» **PASSAGE**:
+---+

Many filmmakers had inquired about adapting “Henry Sugar” over the years, but Dahl’s family was happy to set it aside for Anderson. There was just one problem.

“I never knew how to do it,” he said.

The 54-year-old filmmaker typically works at a prodigious pace, putting out distinctive comedies like the recent “Asteroid City” and “The French Dispatch” (2021) every two or three years. But he has spent nearly half his career trying to crack “Henry Sugar.” The breakthrough finally came when Anderson decided to use more than just Dahl’s dialogue and plotting: He would also lift the author’s descriptive prose and put it in the mouths of the characters, allowing them to narrate their own actions into the camera as they happen.

“I just didn’t see a way for me to do it that isn’t in his personal voice,” Anderson explained. “The way he tells the story is part of what I like about it.”

The result is a 40-minute short starring Benedict Cumberbatch, Dev Patel, Ben Kingsley and Richard Ayoade, with a delicious assist from Ralph Fiennes as Dahl. After premiering at the Venice Film Festival earlier this month, “Henry Sugar” will be released Wednesday on Netflix, followed by three more Anderson-helmed Dahl shorts — “The Swan,” “The Rat Catcher” and “Poison” — that employ the same actors and meta conceit of using Dahl’s prose in dialogue.

(That prose has been under a microscope of late because of a plan by Dahl’s publisher to edit out language that was deemed offensive, some of which reflected the author’s racist views. “I don’t want even the artist to modify their work,” Anderson said when asked about it at a Venice news conference. “I understand the motivation for it, but I sort of am in the school where when the piece of work is done and the audience participates in it, I sort of think what’s done is done. And certainly, no one besides the author should be modifying the work — he’s dead.”)

I spoke to Anderson about his Dahl projects in Venice. Here are edited excerpts from our conversation.

+---+

(Dataset rows)
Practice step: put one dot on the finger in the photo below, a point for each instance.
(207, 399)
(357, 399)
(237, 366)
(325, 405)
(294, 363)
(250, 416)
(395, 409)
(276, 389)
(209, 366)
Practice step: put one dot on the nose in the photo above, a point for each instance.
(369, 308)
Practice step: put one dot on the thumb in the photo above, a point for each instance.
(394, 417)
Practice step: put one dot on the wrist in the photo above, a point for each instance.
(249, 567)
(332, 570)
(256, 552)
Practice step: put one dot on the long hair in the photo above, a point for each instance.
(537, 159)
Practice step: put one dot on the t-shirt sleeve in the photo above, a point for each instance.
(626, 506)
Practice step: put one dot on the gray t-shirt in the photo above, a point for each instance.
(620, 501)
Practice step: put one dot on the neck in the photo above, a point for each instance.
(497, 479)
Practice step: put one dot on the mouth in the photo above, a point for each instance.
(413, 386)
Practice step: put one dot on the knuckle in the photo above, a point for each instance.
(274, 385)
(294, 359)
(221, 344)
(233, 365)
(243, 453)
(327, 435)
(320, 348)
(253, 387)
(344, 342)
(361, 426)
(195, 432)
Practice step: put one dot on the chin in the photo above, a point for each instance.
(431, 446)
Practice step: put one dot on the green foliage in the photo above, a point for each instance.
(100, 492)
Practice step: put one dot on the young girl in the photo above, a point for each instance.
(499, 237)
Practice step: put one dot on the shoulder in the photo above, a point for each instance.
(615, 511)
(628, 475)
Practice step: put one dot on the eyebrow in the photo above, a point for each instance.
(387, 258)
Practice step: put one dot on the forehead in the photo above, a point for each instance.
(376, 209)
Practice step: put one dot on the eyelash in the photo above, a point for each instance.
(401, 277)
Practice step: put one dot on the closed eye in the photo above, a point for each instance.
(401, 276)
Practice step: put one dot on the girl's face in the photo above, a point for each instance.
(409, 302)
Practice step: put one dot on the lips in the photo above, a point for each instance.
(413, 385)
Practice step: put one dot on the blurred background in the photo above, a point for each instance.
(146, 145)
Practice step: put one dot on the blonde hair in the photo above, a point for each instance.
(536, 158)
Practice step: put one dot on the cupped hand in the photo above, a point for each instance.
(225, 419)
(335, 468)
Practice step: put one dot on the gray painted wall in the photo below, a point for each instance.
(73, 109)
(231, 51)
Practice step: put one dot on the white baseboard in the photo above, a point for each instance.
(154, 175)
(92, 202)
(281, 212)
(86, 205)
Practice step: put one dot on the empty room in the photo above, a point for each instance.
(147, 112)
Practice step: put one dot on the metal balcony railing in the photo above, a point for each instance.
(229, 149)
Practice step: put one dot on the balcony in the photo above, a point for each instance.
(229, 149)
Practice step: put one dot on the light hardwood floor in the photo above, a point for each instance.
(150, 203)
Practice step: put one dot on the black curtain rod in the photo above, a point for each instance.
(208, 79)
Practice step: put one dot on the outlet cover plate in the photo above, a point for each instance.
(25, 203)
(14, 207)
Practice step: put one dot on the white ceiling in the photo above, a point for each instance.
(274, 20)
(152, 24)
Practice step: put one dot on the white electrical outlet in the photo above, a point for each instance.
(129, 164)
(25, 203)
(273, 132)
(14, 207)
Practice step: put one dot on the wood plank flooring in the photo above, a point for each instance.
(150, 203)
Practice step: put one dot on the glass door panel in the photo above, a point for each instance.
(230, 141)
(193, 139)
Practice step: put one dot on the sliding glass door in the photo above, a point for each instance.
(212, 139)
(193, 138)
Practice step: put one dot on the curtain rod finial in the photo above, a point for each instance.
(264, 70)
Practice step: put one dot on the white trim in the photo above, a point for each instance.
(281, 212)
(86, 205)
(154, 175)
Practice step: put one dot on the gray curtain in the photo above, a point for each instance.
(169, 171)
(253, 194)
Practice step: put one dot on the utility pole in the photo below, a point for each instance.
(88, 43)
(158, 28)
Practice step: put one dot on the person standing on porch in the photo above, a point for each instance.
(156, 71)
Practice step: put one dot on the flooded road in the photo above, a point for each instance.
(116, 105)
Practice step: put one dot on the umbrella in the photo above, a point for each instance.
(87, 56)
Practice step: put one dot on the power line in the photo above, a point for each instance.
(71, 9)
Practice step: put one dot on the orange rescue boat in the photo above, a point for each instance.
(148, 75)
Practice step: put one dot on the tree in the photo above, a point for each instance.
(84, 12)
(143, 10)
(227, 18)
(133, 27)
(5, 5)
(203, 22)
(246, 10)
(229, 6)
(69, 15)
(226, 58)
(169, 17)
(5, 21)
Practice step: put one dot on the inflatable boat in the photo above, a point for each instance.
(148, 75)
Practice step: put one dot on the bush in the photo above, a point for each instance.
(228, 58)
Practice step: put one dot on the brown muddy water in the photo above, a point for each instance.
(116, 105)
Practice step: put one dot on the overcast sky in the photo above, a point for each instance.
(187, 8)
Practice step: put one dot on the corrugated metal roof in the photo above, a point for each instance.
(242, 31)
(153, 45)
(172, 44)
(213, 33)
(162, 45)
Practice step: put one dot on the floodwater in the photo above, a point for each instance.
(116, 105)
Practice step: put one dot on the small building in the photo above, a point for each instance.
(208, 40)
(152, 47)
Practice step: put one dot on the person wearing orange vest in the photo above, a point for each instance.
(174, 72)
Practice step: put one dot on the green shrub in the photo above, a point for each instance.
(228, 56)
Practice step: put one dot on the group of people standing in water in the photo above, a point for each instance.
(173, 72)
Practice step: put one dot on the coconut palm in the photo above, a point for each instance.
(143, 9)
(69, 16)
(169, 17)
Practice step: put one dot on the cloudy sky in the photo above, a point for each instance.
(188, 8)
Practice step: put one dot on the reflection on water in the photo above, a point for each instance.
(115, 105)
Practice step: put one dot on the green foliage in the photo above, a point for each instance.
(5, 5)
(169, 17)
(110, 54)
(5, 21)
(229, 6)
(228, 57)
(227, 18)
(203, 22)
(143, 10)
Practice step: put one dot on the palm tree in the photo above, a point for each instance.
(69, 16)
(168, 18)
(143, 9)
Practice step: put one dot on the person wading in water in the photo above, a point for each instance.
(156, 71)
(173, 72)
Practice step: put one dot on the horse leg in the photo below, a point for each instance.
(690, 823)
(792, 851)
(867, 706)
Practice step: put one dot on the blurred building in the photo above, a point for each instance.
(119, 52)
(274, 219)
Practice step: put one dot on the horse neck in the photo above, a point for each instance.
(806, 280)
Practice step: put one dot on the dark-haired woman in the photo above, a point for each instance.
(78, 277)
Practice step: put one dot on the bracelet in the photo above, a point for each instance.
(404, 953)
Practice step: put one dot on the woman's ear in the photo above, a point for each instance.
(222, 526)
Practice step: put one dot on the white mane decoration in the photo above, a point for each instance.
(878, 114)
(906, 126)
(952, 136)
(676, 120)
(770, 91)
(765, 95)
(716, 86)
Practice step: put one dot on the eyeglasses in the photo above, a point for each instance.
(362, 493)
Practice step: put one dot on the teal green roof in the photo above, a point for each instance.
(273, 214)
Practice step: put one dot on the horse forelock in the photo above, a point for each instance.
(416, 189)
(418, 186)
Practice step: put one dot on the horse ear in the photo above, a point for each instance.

+---+

» **WHAT NEEDS TO BE DONE**: Can you continue the article about Wes Anderson's Roald Dahl adaptations from the point where it stops?

» **RESULT OF THIS TASK**:
When you read Dahl as a child, you feel like he’s telling you things another adult wouldn’t. While watching your characters say Dahl’s prose directly into the camera, I felt that same conspiratorial connection again.

Oh, that’s good. And yeah, every kid who experiences it has that same thing. There’s mischief in every Dahl story, and the voice of the writer is very strong. Also, there was always a picture of him in these books, so I was very aware of him and the list of all his children: He lives in a place called Gipsy House, and he’s got Ophelia and Lucy and Theo. Do you know about his writing hut?

I didn’t until I watched “Henry Sugar,” but it looks like you recreated part of Dahl’s house for the scenes in which Ralph Fiennes plays him.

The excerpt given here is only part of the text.